# 回归
## StatsModels
Anaconda自带StatsModels包。

In [1]:
%matplotlib inline
from __future__ import print_function, division

import numpy as np
import pandas
import thinkstats2
import thinkplot
import nsfg

In [2]:
def MakeFrames():
    """Reads pregnancy data and partitions first babies and others.

    returns: DataFrames (all live births, first babies, others)
    """
    preg = nsfg.ReadFemPreg()

    live = preg[preg.outcome == 1]
    firsts = live[live.birthord == 1]
    others = live[live.birthord != 1]

    assert len(live) == 9148
    assert len(firsts) == 4413
    assert len(others) == 4735

    return live, firsts, others

In [3]:
import statsmodels.formula.api as smf

live, firsts, others = MakeFrames()
live['isfirst'] = (live.birthord == 1)

def SummarizeResults(results):
    """Prints the most important parts of linear regression results:

    results: RegressionResults object
    """
    for name, param in results.params.iteritems():
        pvalue = results.pvalues[name]
        print('%s   %0.3g   (%.3g)' % (name, param, pvalue))

    try:
        print('R^2 %.4g' % results.rsquared)
        ys = results.model.endog
        print('Std(ys) %.4g' % ys.std())
        print('Std(res) %.4g' % results.resid.std())
    except AttributeError:
        print('R^2 %.4g' % results.prsquared)

def RunSimpleRegression(live):
    """Runs a simple regression and compare results to thinkstats2 functions.

    live: DataFrame of live births
    """
    # run the regression with thinkstats2 functions
    live_dropna = live.dropna(subset=['agepreg', 'totalwgt_lb'])
    ages = live_dropna.agepreg
    weights = live_dropna.totalwgt_lb
    inter, slope = thinkstats2.LeastSquares(ages, weights)
    res = thinkstats2.Residuals(ages, weights, inter, slope)
    r2 = thinkstats2.CoefDetermination(weights, res)

    # run the regression with statsmodels
    formula = 'totalwgt_lb ~ agepreg'
    model = smf.ols(formula, data=live)
    results = model.fit()
    SummarizeResults(results)

    def AlmostEquals(x, y, tol=1e-6):
        return abs(x-y) < tol

    assert(AlmostEquals(results.params['Intercept'], inter))
    assert(AlmostEquals(results.params['agepreg'], slope))
    assert(AlmostEquals(results.rsquared, r2))
RunSimpleRegression(live)

Intercept   6.83   (0)
agepreg   0.0175   (5.72e-11)
R^2 0.004738
Std(ys) 1.408
Std(res) 1.405


## 多重回归与非线性关系
由于agepreg对新生儿体重的影响可能不是线性的，所以可以考虑非线性模型(增加变量agepreg2)。

-- 源数据 --
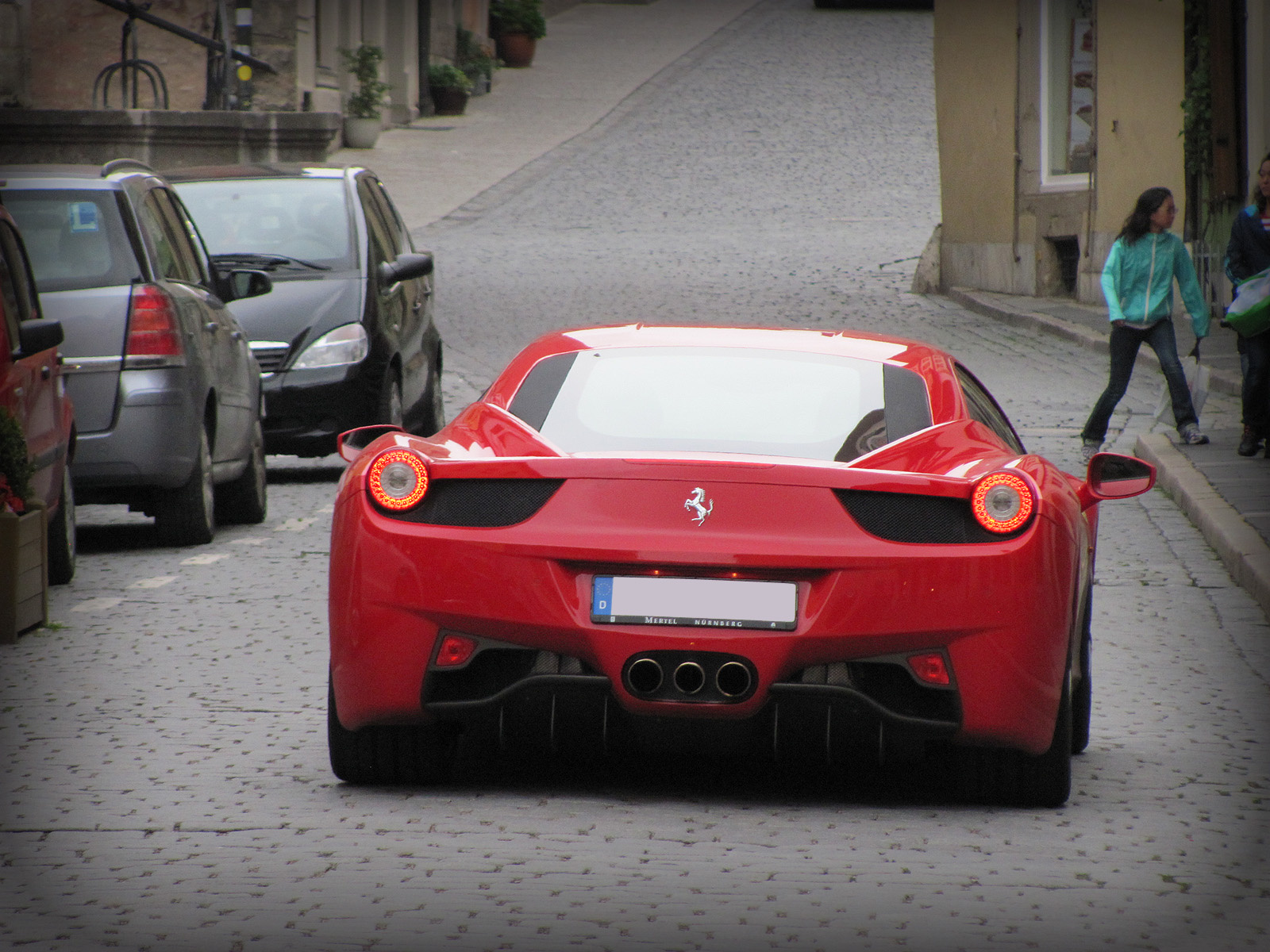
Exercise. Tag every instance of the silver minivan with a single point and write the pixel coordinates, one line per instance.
(165, 389)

-- 任务 --
从讲回归分析的那篇文档最后一句之后开始，接着把它续写下去。

-- 练习输出 --
In [4]:
def FormatRow(results, columns):
    """Converts regression results to a string.

    results: RegressionResults object

    returns: string
    """
    t = []
    for col in columns:
        coef = results.params.get(col, np.nan)
        pval = results.pvalues.get(col, np.nan)
        if np.isnan(coef):
            s = '--'
        elif pval < 0.001:
            s = '%0.3g (*)' % (coef)
        else:
            s = '%0.3g (%0.2g)' % (coef, pval)
        t.append(s)

    try:
        t.append('%.2g' % results.rsquared)
    except AttributeError:
        t.append('%.2g' % results.prsquared)
        
    return t

def RunModels(live):
    """Runs regressions that predict birth weight.

    live: DataFrame of pregnancy records
    """
    columns = ['isfirst[T.True]', 'agepreg', 'agepreg2']
    header = ['isfirst', 'agepreg', 'agepreg2']

    rows = []
    formula = 'totalwgt_lb ~ isfirst'
    results = smf.ols(formula, data=live).fit()
    rows.append(FormatRow(results, columns))
    print(formula)
    SummarizeResults(results)

    formula = 'totalwgt_lb ~ agepreg'
    results = smf.ols(formula, data=live).fit()
    rows.append(FormatRow(results, columns))
    print(formula)
    SummarizeResults(results)
    
    formula = 'totalwgt_lb ~ isfirst + agepreg'
    results = smf.ols(formula, data=live).fit()
    rows.append(FormatRow(results, columns))
    print(formula)
    SummarizeResults(results)
    
    live['agepreg2'] = live.agepreg**2
    formula = 'totalwgt_lb ~ isfirst + agepreg + agepreg2'
    results = smf.ols(formula, data=live).fit()
    rows.append(FormatRow(results, columns))
    print(formula)
    SummarizeResults(results)
RunModels(live)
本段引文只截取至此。